§ DATA RECORDS

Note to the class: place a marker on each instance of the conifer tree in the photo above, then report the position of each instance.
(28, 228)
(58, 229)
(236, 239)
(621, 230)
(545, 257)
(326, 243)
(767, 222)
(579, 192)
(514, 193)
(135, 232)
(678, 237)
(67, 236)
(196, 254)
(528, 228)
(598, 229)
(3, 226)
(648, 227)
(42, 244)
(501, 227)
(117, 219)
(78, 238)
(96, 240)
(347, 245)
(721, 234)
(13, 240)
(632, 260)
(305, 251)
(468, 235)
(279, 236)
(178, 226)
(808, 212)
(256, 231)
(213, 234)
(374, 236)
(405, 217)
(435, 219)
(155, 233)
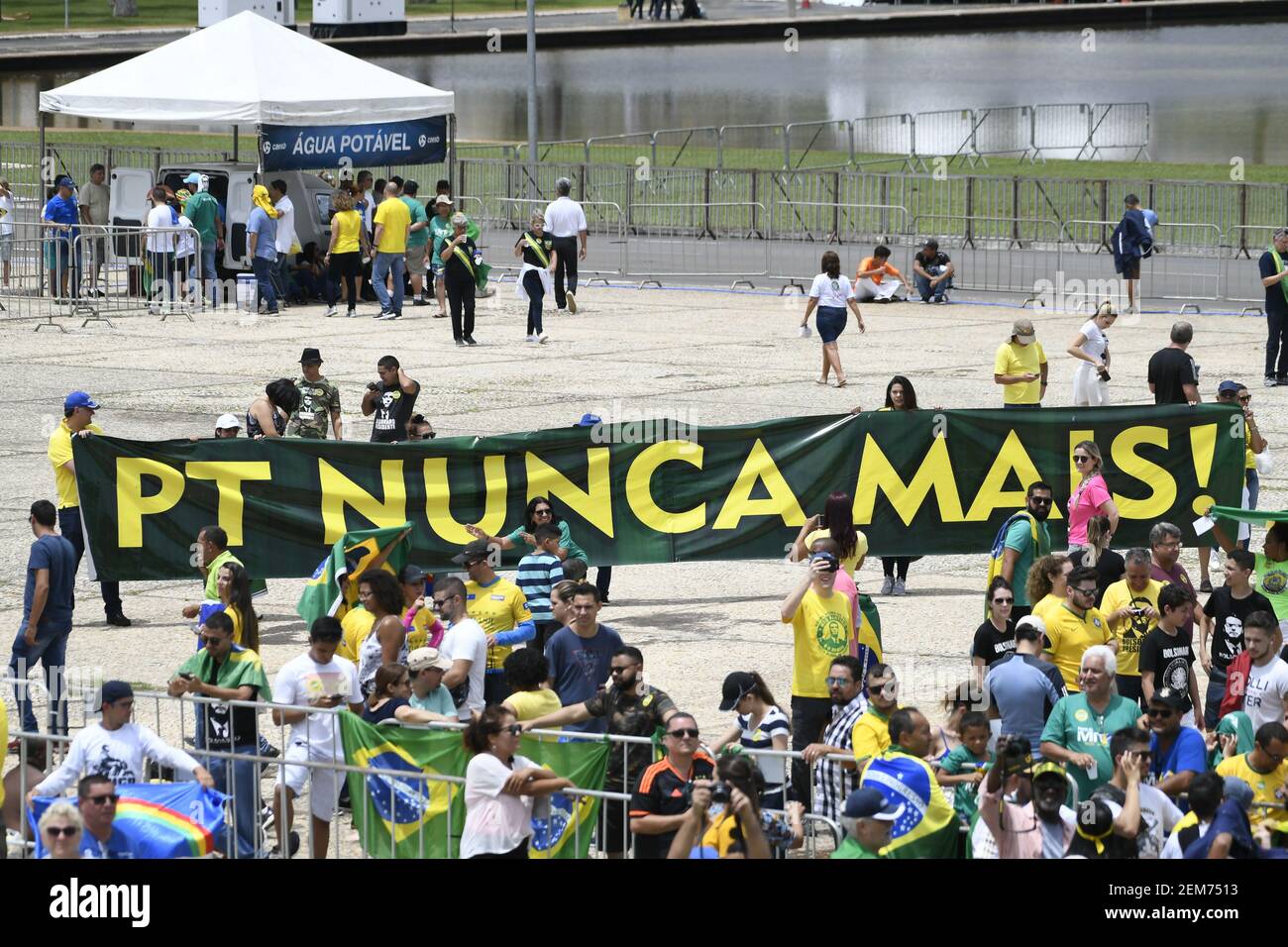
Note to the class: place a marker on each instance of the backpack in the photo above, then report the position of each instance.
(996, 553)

§ WORK TASK
The whole listing above, minus its pictures, is what you should write out word for word.

§ ANSWER AREA
Note to the class: place a marker on each instance of the conifer tree in the photo above, then report the position of each instance.
(28, 228)
(58, 229)
(236, 239)
(621, 230)
(545, 257)
(326, 243)
(767, 222)
(579, 192)
(514, 193)
(135, 232)
(678, 237)
(67, 236)
(196, 254)
(528, 228)
(598, 229)
(3, 226)
(648, 227)
(42, 244)
(501, 227)
(117, 219)
(78, 238)
(96, 240)
(347, 245)
(721, 234)
(13, 240)
(632, 260)
(305, 251)
(468, 235)
(279, 236)
(178, 226)
(808, 212)
(256, 231)
(213, 234)
(374, 236)
(405, 217)
(435, 219)
(155, 233)
Note to the class: place a marker on each instance of the backpack in the photo above, then report the position of each instance.
(996, 553)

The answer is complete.